Written task.
Rescale the listing below by writing out every line again, requests included. Multiply each coordinate in the answers by 1.75 and round to the nearest whole number, with halves going up. Omit the pictures.

Entries.
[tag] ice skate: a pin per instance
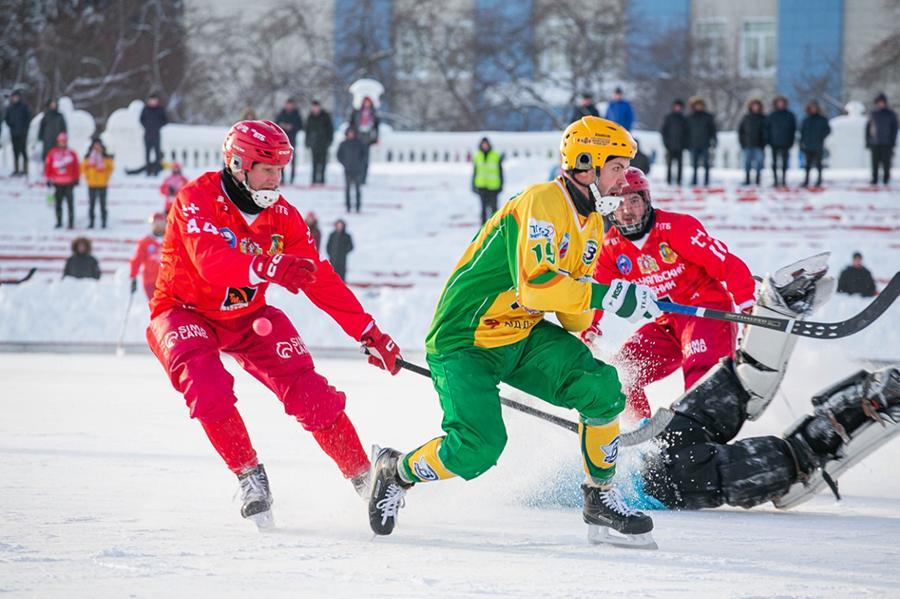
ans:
(387, 490)
(852, 419)
(256, 498)
(605, 511)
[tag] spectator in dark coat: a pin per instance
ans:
(781, 132)
(856, 279)
(881, 137)
(701, 137)
(675, 138)
(312, 223)
(18, 119)
(339, 245)
(365, 121)
(319, 135)
(752, 137)
(52, 124)
(291, 122)
(619, 110)
(585, 107)
(153, 119)
(813, 131)
(352, 156)
(81, 264)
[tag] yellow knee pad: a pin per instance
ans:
(599, 449)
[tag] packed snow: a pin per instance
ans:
(111, 490)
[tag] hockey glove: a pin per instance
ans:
(382, 350)
(291, 272)
(630, 301)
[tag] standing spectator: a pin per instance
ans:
(147, 256)
(487, 177)
(312, 223)
(813, 131)
(81, 264)
(584, 108)
(52, 124)
(339, 245)
(365, 121)
(781, 131)
(18, 119)
(171, 185)
(675, 138)
(352, 154)
(881, 137)
(620, 111)
(752, 137)
(61, 171)
(319, 135)
(291, 122)
(153, 118)
(701, 137)
(97, 166)
(856, 279)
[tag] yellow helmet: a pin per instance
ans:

Solution to this task.
[tag] ice skate: a pin per instance
ans:
(677, 858)
(1491, 733)
(448, 872)
(1059, 894)
[tag] spectator in dark coat: a pin per instance
ans:
(1367, 231)
(1498, 488)
(1542, 240)
(1227, 240)
(1181, 242)
(546, 390)
(32, 208)
(593, 429)
(639, 212)
(558, 236)
(1316, 240)
(91, 217)
(509, 214)
(1083, 193)
(1024, 187)
(268, 208)
(1423, 229)
(616, 273)
(142, 462)
[tag] yellow knee pad: a pin per instance
ans:
(1048, 786)
[tag] packed snow: a pin per instance
ans:
(194, 858)
[tag] hockey glove: a pin per instance
ans:
(669, 613)
(509, 476)
(1103, 527)
[tag] standing spectator: a pin per instance
ans:
(257, 448)
(852, 310)
(546, 390)
(1423, 229)
(142, 462)
(1022, 189)
(91, 217)
(593, 429)
(639, 212)
(1367, 229)
(32, 208)
(299, 324)
(1181, 242)
(616, 270)
(1542, 240)
(1085, 194)
(1316, 240)
(107, 299)
(558, 236)
(509, 214)
(268, 207)
(1227, 240)
(170, 291)
(1498, 488)
[tag] yellow helmet: a pin per instance
ans:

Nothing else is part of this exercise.